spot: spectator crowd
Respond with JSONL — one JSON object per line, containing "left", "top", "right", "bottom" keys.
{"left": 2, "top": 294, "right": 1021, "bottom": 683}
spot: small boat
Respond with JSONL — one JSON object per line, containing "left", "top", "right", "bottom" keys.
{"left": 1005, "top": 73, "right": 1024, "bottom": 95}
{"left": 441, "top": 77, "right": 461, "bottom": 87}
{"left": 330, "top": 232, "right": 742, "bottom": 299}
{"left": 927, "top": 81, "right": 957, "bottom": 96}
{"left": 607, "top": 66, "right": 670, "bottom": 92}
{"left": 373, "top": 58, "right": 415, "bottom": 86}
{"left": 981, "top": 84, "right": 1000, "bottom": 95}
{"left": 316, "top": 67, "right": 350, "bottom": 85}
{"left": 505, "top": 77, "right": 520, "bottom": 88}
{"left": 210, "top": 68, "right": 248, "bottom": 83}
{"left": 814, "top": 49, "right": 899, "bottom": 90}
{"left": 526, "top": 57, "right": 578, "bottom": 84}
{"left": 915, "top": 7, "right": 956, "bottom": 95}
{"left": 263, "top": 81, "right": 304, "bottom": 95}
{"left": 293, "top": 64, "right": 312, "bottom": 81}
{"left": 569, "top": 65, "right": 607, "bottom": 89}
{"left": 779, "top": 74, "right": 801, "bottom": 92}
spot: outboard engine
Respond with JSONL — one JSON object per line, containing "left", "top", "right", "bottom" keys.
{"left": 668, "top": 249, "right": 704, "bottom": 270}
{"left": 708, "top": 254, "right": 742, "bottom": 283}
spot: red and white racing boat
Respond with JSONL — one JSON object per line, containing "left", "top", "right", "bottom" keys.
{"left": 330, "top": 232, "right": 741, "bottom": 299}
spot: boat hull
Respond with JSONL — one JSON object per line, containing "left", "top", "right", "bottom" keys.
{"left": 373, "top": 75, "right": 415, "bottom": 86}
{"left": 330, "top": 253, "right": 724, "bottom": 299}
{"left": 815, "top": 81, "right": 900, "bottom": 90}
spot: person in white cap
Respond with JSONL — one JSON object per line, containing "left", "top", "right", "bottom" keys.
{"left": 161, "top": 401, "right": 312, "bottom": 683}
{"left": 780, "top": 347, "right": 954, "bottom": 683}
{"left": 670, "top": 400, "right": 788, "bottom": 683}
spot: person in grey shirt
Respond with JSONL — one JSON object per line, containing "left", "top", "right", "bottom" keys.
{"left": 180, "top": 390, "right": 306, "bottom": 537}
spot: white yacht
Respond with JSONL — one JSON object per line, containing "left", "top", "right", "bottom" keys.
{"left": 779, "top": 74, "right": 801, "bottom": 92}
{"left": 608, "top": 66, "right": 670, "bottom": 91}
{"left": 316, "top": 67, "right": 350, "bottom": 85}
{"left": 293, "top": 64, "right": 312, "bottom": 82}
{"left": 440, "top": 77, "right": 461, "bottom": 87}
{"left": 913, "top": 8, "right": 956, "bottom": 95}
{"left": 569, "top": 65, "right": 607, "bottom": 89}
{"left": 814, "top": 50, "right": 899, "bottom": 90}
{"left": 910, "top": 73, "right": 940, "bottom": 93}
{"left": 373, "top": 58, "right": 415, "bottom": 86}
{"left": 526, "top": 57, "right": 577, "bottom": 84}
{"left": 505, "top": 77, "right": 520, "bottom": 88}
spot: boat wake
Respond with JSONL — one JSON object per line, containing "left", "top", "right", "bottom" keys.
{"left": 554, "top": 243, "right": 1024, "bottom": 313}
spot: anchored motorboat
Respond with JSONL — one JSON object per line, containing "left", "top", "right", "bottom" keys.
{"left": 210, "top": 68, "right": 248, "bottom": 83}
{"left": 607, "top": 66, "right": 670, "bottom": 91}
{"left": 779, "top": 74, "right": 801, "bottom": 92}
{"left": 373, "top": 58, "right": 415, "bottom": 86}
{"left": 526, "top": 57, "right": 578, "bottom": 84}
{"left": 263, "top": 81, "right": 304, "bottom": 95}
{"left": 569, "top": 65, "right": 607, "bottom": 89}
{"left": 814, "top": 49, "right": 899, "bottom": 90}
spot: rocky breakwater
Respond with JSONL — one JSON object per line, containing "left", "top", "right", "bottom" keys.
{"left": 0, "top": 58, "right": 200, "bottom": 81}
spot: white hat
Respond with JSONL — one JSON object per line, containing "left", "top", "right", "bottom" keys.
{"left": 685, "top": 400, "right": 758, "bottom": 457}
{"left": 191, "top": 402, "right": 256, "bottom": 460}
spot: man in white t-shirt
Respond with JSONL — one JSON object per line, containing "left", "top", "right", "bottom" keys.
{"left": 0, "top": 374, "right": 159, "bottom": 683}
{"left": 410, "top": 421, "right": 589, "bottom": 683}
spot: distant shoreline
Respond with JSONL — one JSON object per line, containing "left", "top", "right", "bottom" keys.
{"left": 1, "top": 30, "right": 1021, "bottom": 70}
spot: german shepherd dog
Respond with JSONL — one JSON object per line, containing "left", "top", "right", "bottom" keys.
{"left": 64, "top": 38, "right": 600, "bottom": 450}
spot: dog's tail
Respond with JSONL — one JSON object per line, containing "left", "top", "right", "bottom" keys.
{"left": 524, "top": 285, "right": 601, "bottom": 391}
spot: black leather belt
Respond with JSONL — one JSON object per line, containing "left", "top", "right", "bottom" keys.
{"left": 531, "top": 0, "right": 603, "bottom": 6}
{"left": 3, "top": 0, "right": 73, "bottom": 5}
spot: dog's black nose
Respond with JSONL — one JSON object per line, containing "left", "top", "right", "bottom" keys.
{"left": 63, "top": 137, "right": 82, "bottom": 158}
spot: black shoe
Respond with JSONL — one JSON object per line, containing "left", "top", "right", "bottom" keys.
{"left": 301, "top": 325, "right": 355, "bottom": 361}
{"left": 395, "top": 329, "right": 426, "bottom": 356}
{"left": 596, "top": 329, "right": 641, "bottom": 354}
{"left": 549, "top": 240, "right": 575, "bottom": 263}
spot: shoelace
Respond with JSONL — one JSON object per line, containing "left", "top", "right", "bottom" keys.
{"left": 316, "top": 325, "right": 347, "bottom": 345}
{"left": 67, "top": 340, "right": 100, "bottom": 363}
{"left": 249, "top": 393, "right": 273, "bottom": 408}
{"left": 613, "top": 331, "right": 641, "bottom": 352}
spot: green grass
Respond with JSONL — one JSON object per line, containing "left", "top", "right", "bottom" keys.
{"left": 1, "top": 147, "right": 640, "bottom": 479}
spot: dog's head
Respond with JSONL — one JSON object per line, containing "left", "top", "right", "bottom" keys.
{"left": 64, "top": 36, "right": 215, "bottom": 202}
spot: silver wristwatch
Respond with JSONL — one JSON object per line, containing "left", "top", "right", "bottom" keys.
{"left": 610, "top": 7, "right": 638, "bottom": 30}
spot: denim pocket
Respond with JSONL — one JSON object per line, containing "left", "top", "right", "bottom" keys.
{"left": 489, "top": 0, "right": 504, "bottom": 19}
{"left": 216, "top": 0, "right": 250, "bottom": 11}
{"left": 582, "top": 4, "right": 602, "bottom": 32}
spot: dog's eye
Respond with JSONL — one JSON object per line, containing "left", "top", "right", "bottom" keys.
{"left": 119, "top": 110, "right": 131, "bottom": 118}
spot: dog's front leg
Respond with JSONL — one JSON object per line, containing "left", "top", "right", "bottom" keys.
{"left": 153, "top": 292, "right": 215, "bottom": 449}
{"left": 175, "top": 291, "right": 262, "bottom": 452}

──────────

**EXERCISE DETAILS:**
Give back, word for word, the lines of the records that run from the one holding "spot: dog's front leg" to the very last.

**TASK RESPONSE:**
spot: dog's front leg
Respond with JSONL — one JSON object per line, containing "left", "top", "right", "bottom" keys.
{"left": 153, "top": 292, "right": 215, "bottom": 449}
{"left": 175, "top": 291, "right": 262, "bottom": 452}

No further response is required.